**TEXT EXCERPT**
=-=-=
So there is little point worrying about such details, and you might as well scale everything by the same amount. To lower the pitch by one semitone, increase the size by a factor of 1.059. The finger holes should be repositioned in the same proportion.

If you want to be slightly more ambitious, you could apply the same scaling rule that is used to make organ pipes have the same timbre over a wide range of pitches. To achieve that, the high pitched pipes have to be relatively fatter than the low pitched ones. A typical scale factor would increase the diameter (both internal and external) by 1.044 per semitone, compared with 1.059 for the length.

This sounds like a fun project, but you are never going to produce a professional-quality instrument this way, so don't set your standards unrealistically high!

If you wanted to scale the design by a larger amount, for example to make an alto or tenor recorder instead of a soprano, then simple scaling is not feasible. If nothing else, you will need to move the finger holes so the player can reach them, and adjust the intonation by changing their diameter as mentioned earlier. There is no real alterative to either practical trial and error, or very sophisticated computer modelling - and the modelling usually only gives a starting point for trial and error, in any case!
=-=-=
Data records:
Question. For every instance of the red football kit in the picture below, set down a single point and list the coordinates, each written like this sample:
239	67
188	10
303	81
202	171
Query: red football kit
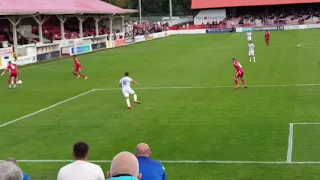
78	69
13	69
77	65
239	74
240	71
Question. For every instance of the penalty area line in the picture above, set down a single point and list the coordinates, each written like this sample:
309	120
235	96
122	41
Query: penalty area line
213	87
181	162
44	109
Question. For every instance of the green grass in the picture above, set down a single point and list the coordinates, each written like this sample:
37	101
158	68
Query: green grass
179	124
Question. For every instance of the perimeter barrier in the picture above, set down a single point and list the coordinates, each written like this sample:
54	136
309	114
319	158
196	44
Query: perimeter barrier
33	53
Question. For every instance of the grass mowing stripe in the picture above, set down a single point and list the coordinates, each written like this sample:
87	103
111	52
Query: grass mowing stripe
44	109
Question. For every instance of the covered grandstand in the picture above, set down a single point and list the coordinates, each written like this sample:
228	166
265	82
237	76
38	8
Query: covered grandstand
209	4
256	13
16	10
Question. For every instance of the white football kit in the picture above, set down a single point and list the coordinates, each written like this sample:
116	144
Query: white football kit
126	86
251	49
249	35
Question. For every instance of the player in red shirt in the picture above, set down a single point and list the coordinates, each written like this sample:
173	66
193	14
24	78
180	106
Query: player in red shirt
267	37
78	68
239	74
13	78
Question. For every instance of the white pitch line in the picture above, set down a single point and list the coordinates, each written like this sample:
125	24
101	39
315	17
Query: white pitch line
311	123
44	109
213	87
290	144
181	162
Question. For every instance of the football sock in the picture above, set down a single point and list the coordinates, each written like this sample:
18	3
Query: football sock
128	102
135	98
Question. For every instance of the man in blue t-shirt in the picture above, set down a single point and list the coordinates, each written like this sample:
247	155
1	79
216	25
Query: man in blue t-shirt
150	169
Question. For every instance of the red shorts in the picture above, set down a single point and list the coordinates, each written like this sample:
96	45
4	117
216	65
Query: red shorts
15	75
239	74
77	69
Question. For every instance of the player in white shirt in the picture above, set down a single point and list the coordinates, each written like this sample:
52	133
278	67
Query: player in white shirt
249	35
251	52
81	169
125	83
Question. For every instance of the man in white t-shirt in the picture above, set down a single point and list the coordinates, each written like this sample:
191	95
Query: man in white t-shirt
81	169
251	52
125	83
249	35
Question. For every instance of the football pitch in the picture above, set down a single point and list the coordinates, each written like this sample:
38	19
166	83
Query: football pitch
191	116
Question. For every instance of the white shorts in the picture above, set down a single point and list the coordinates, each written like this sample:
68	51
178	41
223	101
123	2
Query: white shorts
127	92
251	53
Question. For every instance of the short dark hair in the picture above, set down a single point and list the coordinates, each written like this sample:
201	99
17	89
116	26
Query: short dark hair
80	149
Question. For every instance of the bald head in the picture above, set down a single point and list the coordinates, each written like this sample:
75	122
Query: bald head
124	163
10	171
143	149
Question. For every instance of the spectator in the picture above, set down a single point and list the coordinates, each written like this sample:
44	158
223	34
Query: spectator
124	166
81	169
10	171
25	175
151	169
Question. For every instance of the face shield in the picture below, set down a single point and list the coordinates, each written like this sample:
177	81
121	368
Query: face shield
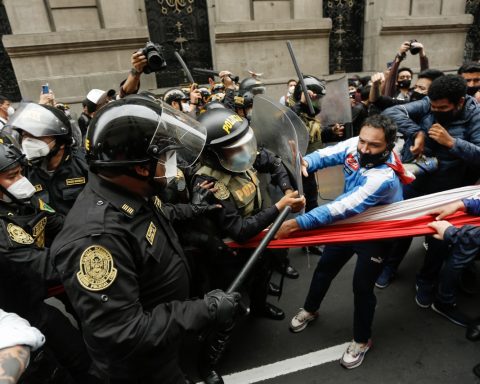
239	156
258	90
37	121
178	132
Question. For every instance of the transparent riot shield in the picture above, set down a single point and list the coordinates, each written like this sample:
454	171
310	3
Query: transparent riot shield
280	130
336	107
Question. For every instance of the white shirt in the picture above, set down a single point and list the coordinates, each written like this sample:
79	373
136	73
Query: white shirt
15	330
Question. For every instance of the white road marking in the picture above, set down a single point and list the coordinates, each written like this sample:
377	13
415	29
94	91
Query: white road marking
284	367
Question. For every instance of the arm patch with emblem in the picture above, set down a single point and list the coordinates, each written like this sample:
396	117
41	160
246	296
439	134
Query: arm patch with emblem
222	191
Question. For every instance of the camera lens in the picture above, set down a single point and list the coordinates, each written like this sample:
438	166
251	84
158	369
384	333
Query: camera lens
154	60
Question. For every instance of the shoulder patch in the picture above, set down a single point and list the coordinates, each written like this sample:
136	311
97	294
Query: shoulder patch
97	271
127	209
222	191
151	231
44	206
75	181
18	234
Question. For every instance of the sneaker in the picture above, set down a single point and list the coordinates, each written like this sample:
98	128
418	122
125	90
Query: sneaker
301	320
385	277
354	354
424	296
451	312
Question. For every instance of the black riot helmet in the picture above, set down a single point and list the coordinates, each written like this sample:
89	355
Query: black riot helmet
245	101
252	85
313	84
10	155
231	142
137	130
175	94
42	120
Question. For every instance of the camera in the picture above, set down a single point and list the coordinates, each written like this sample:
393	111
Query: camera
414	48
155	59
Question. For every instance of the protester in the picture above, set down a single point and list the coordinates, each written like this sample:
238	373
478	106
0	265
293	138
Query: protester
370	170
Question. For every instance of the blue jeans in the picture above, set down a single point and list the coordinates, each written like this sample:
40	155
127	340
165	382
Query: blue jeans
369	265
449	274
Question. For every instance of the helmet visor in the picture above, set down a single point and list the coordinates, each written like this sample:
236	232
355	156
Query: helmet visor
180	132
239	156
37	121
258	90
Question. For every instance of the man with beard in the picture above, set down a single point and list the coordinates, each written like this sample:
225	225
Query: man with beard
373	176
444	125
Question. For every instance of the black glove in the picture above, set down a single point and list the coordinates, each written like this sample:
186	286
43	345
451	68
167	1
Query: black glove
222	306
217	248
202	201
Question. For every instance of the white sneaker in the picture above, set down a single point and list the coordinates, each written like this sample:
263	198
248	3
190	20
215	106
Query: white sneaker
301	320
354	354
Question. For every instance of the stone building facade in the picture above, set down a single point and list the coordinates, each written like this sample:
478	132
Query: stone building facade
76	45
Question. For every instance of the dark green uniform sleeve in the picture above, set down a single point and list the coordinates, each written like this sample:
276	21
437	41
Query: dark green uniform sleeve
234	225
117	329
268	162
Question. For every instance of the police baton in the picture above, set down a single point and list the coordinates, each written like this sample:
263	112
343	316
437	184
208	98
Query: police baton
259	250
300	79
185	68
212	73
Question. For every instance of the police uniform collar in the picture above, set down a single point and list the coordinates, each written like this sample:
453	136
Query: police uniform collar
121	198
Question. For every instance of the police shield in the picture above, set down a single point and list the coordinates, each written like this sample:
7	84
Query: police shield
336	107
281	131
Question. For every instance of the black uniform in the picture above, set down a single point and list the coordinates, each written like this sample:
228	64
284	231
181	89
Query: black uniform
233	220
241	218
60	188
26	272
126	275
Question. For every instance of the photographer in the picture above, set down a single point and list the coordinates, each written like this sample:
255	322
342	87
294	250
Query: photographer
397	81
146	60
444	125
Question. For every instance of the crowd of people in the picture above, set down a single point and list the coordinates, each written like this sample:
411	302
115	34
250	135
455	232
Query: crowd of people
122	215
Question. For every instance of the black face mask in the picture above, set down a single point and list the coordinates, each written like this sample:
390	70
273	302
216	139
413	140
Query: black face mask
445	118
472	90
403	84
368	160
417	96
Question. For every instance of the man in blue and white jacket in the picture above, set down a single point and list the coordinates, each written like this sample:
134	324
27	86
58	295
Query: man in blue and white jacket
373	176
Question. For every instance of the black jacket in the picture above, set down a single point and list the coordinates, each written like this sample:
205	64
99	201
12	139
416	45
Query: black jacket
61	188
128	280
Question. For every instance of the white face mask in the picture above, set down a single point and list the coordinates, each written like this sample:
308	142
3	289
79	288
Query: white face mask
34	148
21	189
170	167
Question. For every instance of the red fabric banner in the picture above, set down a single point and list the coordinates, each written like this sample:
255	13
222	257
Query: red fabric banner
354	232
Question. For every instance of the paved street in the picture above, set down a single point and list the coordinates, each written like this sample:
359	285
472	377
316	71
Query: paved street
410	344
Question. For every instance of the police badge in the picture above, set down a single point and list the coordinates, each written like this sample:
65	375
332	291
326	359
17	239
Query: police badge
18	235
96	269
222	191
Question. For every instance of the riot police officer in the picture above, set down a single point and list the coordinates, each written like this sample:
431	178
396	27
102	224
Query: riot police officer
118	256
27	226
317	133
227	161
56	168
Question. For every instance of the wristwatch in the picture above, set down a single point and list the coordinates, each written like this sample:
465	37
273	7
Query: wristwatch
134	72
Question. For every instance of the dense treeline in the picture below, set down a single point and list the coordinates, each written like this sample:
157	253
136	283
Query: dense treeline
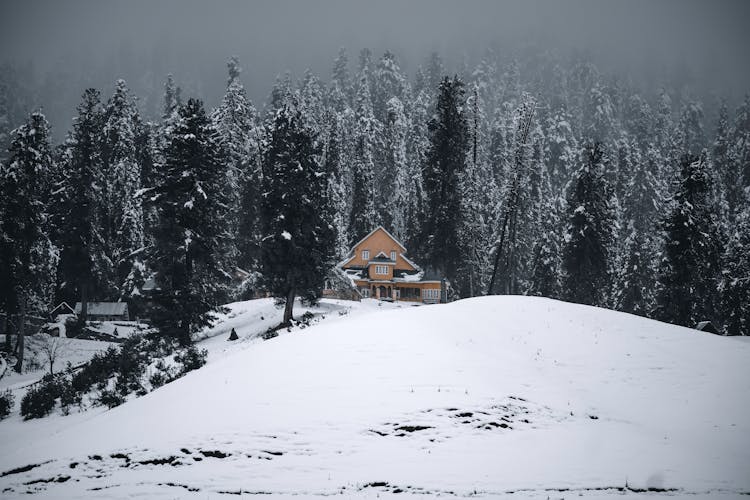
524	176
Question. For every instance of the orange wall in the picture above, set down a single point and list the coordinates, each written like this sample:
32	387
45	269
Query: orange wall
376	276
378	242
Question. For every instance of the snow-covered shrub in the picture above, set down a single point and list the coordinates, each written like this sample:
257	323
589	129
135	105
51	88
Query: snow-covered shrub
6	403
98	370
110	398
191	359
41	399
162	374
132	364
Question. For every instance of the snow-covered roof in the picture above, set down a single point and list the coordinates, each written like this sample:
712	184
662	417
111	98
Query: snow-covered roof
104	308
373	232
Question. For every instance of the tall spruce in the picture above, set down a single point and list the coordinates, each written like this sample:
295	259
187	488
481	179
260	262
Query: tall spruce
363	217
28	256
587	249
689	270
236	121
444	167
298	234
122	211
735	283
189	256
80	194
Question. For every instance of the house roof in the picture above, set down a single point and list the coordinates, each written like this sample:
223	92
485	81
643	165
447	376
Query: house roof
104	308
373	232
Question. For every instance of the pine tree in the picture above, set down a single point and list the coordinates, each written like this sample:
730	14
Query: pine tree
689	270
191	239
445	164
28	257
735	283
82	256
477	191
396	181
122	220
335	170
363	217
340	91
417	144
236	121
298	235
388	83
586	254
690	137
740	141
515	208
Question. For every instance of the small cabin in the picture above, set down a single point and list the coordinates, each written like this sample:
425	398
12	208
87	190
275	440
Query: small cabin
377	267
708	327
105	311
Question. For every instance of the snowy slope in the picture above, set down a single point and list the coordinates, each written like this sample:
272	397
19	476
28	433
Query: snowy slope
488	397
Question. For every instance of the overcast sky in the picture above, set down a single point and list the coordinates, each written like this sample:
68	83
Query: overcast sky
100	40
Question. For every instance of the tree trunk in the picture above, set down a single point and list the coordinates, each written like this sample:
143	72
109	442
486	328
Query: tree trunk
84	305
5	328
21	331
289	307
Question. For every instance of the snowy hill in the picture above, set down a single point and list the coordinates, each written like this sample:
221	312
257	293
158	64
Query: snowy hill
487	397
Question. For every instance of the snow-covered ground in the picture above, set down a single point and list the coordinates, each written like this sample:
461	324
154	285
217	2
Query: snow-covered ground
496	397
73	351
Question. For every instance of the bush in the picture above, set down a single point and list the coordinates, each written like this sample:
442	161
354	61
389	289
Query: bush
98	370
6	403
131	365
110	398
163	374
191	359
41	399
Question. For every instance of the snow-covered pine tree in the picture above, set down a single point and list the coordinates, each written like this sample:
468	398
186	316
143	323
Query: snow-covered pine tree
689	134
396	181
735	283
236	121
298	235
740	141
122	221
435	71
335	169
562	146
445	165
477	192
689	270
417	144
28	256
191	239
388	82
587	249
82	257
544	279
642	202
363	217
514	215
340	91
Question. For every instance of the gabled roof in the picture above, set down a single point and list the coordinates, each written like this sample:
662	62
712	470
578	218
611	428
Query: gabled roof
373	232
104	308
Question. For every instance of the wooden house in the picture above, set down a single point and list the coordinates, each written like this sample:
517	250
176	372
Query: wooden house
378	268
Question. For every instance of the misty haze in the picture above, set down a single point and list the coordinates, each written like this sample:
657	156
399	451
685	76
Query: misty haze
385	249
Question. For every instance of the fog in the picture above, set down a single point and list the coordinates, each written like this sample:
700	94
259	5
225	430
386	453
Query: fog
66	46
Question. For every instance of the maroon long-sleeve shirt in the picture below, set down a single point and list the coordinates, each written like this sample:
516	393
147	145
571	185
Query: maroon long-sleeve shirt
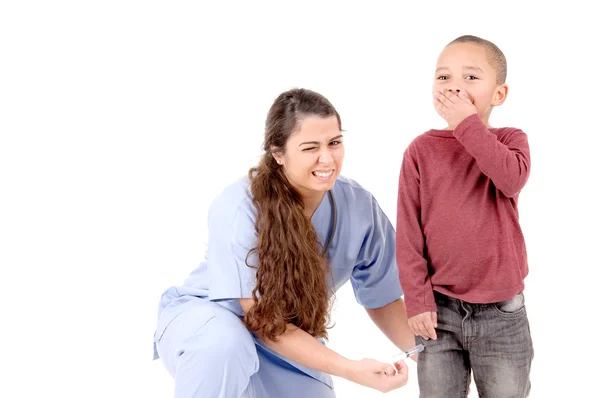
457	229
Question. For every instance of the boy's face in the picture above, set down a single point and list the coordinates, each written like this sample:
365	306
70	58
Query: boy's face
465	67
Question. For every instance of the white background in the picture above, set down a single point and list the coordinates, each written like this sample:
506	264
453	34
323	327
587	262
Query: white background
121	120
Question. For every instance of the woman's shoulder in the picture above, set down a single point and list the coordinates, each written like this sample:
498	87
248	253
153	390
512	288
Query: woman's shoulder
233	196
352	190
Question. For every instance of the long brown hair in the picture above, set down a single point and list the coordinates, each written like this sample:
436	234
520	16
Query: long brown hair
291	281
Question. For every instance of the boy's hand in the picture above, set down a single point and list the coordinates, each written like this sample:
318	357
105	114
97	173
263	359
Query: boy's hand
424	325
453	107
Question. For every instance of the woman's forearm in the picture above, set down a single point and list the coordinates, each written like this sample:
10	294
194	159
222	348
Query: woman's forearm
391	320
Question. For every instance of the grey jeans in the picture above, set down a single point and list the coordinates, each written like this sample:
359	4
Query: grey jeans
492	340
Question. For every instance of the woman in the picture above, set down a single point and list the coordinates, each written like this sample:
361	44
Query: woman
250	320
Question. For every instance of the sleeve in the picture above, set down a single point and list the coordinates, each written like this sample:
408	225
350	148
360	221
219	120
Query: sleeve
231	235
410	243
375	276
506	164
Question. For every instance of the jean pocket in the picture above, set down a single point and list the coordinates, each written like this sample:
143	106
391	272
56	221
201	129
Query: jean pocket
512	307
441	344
=-=-=
**SET OF TASKS**
1. In the text on scaling a recorder design, what diameter increase per semitone is given as typical under the organ-pipe scaling rule?
2. Continue the text on scaling a recorder design, starting after its last sentence.
These records were taken from a separate source.

**TASK-BY-TASK OUTPUTS**
1. A factor of 1.044 per semitone.

2.
• There are online calculators for simple flute designs now (see comment under the question) but turning the calculations into a perfectly-tuned instrument is probably far from straightforward. Jun 15 '19 at 22:55
• @YourUncleBob but these links all only apply to Querflöte (flute), not Flöte (recorder), so it’s going to be more tricky. I guess this instrument is less loved than it deserves. Jun 16 '19 at 18:18
• Exactly -- don't assume head joints need to be any particular pitch, especially in the world of Thingiverse :-) Jun 17 '19 at 15:08

Have a look at the picture at https://www.moeck.com/en/service/faq/the-recorder-family.html. The instruments are indeed (roughly, at least) scaled proportionally in all three dimensions. I would do that, especially since you're talking about a small change of scale rather than printing an alto or tenor recorder from plans for a soprano.

I would try to measure the frequency of your recorder playing an A. Then I would divide that by 440 and use the result as the scaling factor to increase all three dimensions of the model to be printed.

Alternatively, you could try doing the same with just the head joint, measuring the frequency both of the one you printed and of the Yamaha to calculate the scaling factor.

I would try to be fairly precise with this measurement, since the last thing you want is an instrument that can only get close to 440 Hz.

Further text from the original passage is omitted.